Point annotation records:
[START]

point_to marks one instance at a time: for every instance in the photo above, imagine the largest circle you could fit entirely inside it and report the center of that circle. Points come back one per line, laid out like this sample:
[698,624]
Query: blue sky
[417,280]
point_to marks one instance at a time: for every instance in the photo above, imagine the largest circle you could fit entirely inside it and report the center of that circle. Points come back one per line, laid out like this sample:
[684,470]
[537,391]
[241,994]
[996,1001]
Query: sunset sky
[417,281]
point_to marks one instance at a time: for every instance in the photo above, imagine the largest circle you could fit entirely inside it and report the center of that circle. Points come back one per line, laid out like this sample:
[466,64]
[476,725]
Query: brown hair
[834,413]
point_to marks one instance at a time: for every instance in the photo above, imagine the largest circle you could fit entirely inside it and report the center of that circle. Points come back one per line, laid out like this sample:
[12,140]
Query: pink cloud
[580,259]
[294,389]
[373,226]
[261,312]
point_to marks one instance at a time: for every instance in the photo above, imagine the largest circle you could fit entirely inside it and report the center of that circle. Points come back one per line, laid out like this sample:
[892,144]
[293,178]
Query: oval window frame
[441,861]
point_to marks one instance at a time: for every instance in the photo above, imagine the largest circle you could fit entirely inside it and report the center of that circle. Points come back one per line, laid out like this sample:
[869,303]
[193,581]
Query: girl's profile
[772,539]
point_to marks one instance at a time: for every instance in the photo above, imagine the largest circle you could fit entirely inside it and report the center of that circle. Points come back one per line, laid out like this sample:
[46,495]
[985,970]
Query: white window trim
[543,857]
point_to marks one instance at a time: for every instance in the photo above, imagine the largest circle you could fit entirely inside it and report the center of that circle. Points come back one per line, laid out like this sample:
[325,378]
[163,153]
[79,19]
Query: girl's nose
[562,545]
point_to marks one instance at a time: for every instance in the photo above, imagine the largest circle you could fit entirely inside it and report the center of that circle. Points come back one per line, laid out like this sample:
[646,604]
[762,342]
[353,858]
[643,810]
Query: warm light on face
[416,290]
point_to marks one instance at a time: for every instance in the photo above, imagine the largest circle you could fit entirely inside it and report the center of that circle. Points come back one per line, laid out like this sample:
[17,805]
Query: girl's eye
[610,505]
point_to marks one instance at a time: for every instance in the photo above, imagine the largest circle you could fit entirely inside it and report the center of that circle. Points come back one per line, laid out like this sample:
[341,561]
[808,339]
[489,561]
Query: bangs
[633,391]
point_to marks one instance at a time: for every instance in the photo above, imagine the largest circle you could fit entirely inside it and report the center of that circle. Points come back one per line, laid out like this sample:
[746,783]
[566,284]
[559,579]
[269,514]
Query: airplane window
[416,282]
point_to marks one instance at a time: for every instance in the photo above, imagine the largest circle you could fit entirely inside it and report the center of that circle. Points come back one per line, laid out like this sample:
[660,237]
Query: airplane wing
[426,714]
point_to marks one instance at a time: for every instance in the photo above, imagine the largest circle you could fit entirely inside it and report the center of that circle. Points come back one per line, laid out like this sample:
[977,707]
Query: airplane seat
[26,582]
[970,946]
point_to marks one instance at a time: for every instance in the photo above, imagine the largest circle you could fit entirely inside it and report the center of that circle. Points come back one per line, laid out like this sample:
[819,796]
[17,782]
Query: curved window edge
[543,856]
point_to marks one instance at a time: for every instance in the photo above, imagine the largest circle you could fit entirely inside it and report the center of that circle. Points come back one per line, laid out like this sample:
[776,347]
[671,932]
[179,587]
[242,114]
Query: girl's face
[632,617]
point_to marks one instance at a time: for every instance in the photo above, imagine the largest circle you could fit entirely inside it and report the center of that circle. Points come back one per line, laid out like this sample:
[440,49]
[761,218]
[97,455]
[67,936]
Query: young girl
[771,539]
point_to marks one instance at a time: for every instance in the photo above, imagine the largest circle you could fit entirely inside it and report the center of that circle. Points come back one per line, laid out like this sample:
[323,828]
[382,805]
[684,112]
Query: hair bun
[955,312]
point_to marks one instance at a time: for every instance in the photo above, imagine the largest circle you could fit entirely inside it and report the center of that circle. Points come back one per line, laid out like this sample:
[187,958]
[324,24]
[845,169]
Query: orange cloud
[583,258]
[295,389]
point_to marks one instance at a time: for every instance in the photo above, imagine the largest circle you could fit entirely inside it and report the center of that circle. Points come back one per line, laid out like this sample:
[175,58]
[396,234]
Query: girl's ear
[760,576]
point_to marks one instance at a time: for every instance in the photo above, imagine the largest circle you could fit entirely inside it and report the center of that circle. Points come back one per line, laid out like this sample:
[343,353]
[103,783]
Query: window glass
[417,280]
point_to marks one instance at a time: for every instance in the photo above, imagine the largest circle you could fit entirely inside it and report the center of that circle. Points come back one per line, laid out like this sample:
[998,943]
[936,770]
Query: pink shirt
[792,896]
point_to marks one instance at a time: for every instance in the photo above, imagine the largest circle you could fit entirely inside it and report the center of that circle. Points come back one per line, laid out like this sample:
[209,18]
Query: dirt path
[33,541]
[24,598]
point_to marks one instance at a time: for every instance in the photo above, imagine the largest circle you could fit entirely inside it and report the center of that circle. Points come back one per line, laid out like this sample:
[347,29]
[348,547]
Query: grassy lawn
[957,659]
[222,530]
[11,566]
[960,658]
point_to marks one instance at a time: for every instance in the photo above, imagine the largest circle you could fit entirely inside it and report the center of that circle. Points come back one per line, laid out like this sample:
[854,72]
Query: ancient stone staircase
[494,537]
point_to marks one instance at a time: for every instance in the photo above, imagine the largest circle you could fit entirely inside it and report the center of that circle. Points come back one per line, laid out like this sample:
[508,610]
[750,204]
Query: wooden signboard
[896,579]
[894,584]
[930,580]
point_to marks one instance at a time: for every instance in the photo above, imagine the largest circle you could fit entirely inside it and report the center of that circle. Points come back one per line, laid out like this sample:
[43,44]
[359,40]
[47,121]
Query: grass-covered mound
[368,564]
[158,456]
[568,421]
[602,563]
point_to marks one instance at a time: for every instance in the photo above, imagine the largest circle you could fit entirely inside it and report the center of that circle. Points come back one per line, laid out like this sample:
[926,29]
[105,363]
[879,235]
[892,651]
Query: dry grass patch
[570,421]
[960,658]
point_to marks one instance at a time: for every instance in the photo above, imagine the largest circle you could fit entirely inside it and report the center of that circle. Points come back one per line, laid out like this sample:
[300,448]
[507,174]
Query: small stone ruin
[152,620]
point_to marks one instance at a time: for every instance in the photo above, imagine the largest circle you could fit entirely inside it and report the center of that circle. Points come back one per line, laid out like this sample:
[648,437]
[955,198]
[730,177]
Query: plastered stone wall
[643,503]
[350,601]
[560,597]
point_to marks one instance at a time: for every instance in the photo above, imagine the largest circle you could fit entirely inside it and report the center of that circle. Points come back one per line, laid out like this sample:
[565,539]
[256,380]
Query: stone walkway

[END]

* THE REQUEST *
Pull out every line in the records above that contains the string "girl", copying each one in full.

* WORKED ANSWER *
Query: girl's profile
Query: girl's nose
Query: girl's eye
Query: girl's face
Query: young girl
Query: girl's ear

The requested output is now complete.